GIVEN TASK ▸
Retype, exactly as written, every line from the one containing "sky accordingly, writing one line per instance." through the last line of the records below, both included; skip the pictures.

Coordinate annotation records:
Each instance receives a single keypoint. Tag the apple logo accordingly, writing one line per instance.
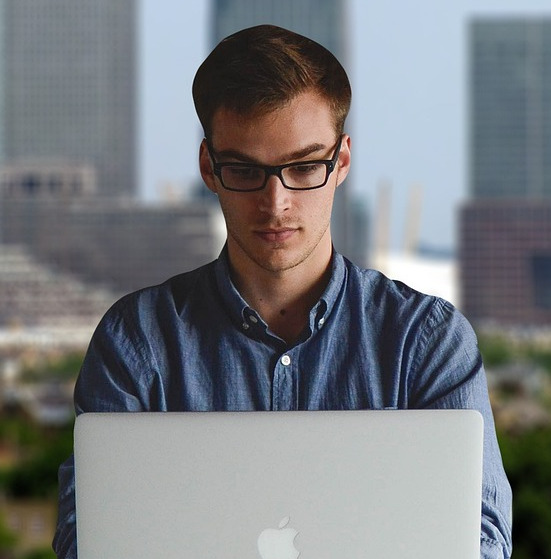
(278, 543)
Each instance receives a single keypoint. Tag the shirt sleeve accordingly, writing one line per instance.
(109, 381)
(447, 372)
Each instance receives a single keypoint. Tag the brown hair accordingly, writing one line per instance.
(261, 68)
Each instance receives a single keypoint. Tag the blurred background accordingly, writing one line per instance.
(100, 195)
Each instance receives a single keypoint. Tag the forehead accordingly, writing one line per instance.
(305, 119)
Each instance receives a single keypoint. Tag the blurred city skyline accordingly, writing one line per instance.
(408, 64)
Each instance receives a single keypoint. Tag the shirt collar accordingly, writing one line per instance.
(246, 317)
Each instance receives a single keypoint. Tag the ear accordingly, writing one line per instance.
(205, 167)
(343, 164)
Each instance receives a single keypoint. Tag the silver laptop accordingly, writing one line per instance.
(276, 485)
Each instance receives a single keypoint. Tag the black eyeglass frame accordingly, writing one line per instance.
(276, 170)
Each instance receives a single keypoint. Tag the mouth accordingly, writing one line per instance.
(276, 235)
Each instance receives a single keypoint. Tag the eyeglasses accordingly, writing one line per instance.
(249, 177)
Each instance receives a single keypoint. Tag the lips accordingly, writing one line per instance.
(276, 235)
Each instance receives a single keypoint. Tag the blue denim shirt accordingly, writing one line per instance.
(193, 343)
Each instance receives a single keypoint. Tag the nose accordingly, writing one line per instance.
(274, 197)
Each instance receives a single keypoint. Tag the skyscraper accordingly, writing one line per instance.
(68, 87)
(506, 225)
(325, 21)
(510, 108)
(321, 20)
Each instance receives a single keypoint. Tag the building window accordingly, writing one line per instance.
(541, 274)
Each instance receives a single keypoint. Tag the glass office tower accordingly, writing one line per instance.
(68, 87)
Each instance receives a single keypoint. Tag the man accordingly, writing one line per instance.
(281, 321)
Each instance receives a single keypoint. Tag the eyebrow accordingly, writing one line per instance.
(292, 156)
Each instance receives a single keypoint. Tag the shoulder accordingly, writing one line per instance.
(394, 301)
(165, 300)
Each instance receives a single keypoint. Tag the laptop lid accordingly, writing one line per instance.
(273, 485)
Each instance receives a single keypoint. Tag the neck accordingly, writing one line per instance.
(284, 299)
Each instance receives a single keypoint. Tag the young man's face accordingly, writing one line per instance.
(276, 229)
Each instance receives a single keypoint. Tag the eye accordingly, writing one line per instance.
(242, 173)
(307, 169)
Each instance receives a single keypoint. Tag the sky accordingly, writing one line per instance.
(408, 67)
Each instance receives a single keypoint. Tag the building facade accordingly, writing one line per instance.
(68, 87)
(505, 227)
(510, 118)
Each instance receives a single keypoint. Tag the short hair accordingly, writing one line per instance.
(261, 68)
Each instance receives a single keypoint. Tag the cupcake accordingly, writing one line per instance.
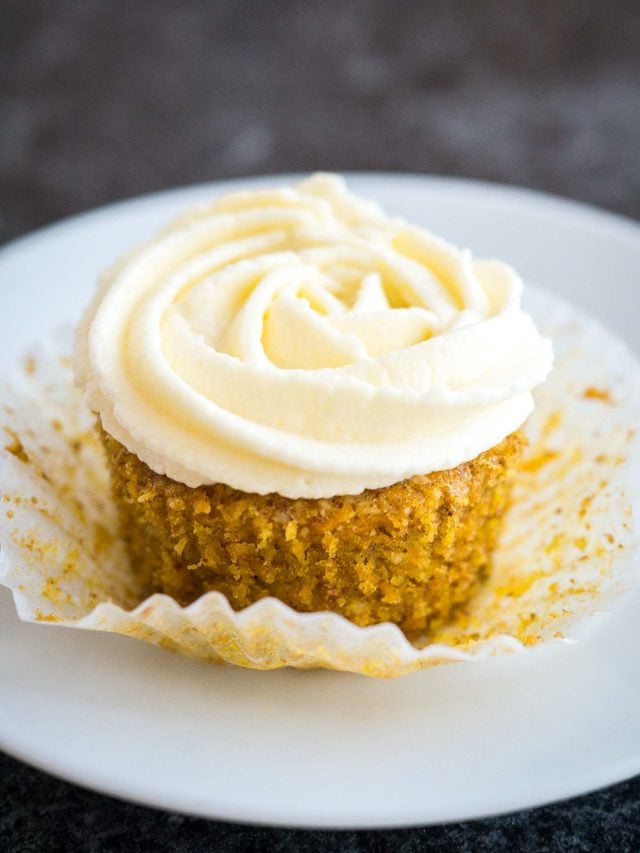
(303, 398)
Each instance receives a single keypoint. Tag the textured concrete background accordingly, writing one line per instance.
(103, 100)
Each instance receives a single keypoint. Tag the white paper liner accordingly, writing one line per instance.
(569, 552)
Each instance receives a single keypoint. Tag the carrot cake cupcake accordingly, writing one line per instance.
(304, 398)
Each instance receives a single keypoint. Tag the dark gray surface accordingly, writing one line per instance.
(103, 100)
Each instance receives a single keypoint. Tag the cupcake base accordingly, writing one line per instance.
(407, 554)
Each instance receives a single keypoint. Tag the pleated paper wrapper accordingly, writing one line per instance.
(567, 559)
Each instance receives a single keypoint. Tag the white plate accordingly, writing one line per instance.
(320, 748)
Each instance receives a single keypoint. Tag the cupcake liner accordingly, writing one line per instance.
(568, 555)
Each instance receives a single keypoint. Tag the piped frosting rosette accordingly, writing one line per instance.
(299, 341)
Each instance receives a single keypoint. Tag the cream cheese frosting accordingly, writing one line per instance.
(298, 340)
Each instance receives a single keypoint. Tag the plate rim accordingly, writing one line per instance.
(596, 218)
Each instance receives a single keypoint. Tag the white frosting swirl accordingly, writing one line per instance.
(299, 341)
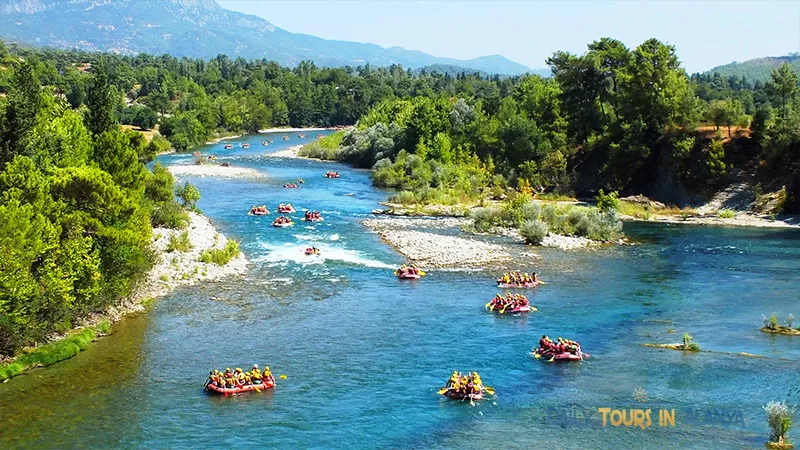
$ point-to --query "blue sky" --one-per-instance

TASK ANSWER ▸
Each instance receives a single keypoint. Tag the sky accordingly, writing one line per instance.
(408, 67)
Each instance receives a single keypoint. Tag the building facade accordingly, writing one line per instance.
(68, 87)
(505, 227)
(510, 118)
Each instance receives a single keypoint. Tag the short hair accordingly, writing one line per instance.
(261, 68)
Each instance receives a single keypoint. Tag the cupcake accordingly, writing one line per instance.
(303, 398)
Each instance receives a single keypoint. Tag the textured concrete background accordingly, writing one line per instance.
(103, 100)
Each instance receives a single keypoint. Tag the white paper liner accordingly, writing one line per instance.
(569, 552)
Each instance receives a single keypoint. Tag the carrot cake cupcake accordingly, writing one line per instance.
(304, 398)
Each instance receives a single keypoint. Tag the dark gray surface accordingly, writing one line per instance.
(103, 100)
Each instance receives a single keypoint. Tag the cupcake base accordingly, writing one line per instance.
(407, 554)
Each instance receives a single keypoint. Tag the pleated paper wrapper accordingly, writing one line per instance.
(567, 559)
Each instance receives a single keypoint. Tag the white plate accordingly, writing one line per instance.
(320, 748)
Each instance receives a single keypoint. Tag the cupcake liner accordingly, writing one line per instance.
(568, 555)
Each instance receives a single keypoint. Tag the piped frosting rosette accordingly, writing one line per instance.
(299, 341)
Each instance receives a single keypoint. Tag the cream cheese frosting accordingly, writing one line per instance.
(298, 340)
Each instance receives a single keypoint. Tag the plate rim accordingly, writing one line per instance.
(596, 218)
Each instance receives a single keypoint. Tag the white frosting swirl accordingly, writing one line per instance.
(299, 341)
$ point-to --query "blue sky" --one-per-instance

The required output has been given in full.